Consigne:
Répondez aux questions suivantes sur le texte consacré à kula.
(a) À quoi kula est-il identifié dans la première phrase ?
(b) Avec quoi résonne le corps humain, regardé comme incarnation du cosmos ?
(c) Quels termes sont donnés entre parenthèses pour la conscience et pour le corps du Suprême ?

Texte présenté:
Ici kula est identifié à Shakti, la force et la souveraineté du Souverain Suprême, et à Sa liberté, concept d’une importance centrale dans les abords shivaïtes traditionnels. L’énergie essentielle du Suprême exprime continûment, et absolument libre, l’infinité de Shiva dans la variété infinie des formes manifestées qui composent kula.

Dans la grandeur inconcevable du jeu de Shiva, toute unité contenue dans le Soi, par exemple notre univers, peut être nommée kula. L’unité est auto-suffisante avec précision, parce qu’elle est une partie qui est structurée de l’entier et qui contient donc en essence l’entier.

Du fait que la réalité essentielle ultime de kula est cette plénitude divine suprême qui s’est incarnée de façon surprenante, chaque unité, ou kula, vibre à l’unisson avec chaque autre structure qui a pour base cette plénitude. Ainsi, le corps humain, regardé comme incarnation du cosmos, kula, résonne avec l’univers entier. Le Divin crée kula; Il est celui qui émet plein de béatitude et sans aucune restriction l’univers de l’intérieur de soi même. Kula devient telle, lorsqu’elle est connue et réalisée par l’être humain, son essence la plus profonde, offrande sacrificielle qui est offerte à Shiva, parce que kula est aussi bien la conscience (samvid), que le corps (sharira) du Suprême.

Cette résonance peut être expliquée comme un type de parallélisme entre le microcosme, le corps humain, et le macrocosme, l’univers même. La notion de kula tend pourtant à gommer les distinctions entre le micro- et le macrocosme, parce que, à cause de la nature indivisible de Shiva, le microcosme et le macrocosme sont parfaitement homologables. À chaque fois que Shiva est présent, l’entier est présent. Si le corps est une structure essentiellement composée de Shiva, alors tout est manifesté par Shiva, y-compris tout l’ordre de l’univers, qui peut être identifié comme étant présent dans le corps. Sa présence dans le corps n’est pourtant pas comme une réplique microcosmique, mais nous devons comprendre plutôt que chaque organe du corps humain est comme une condensation sui generis ou l’incarnation d’une énergie cosmique. Ainsi, l’infinie Réalité où sont structurés les déroulements de l’univers est implicitement présente dans le corps de l’être humain.

« La puissance qui réside dans le Cœur de la conscience, nous dit Abhinavagupta, est la liberté même. Le but de son activité créatrice est le groupe (kula), l’échelle toute entière du sujet qui perçoit, de l’objet qui est perçu et du processus de perception. Celle-ci est nommée kaulini; elle est la noble Souveraine de ce groupe qu’elle gouverne. En la connaissant, (le yogi comprendra que) elle génère tant la manifestation que la résorption en elle-même.»

Section des données:
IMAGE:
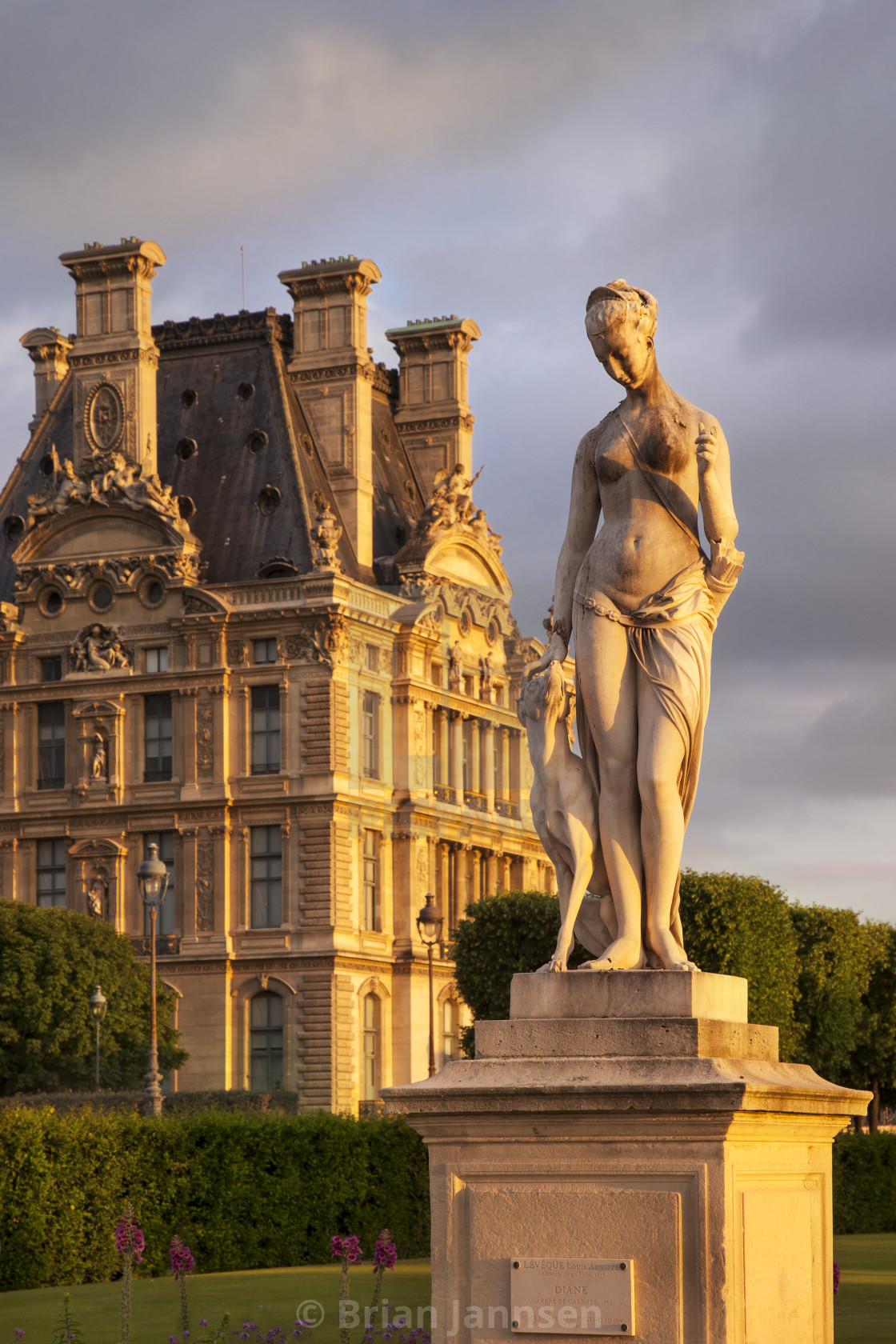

Réponse:
(a) À Shakti, la force et la souveraineté du Souverain Suprême, et à Sa liberté.
(b) Avec l'univers entier.
(c) Samvid pour la conscience et sharira pour le corps.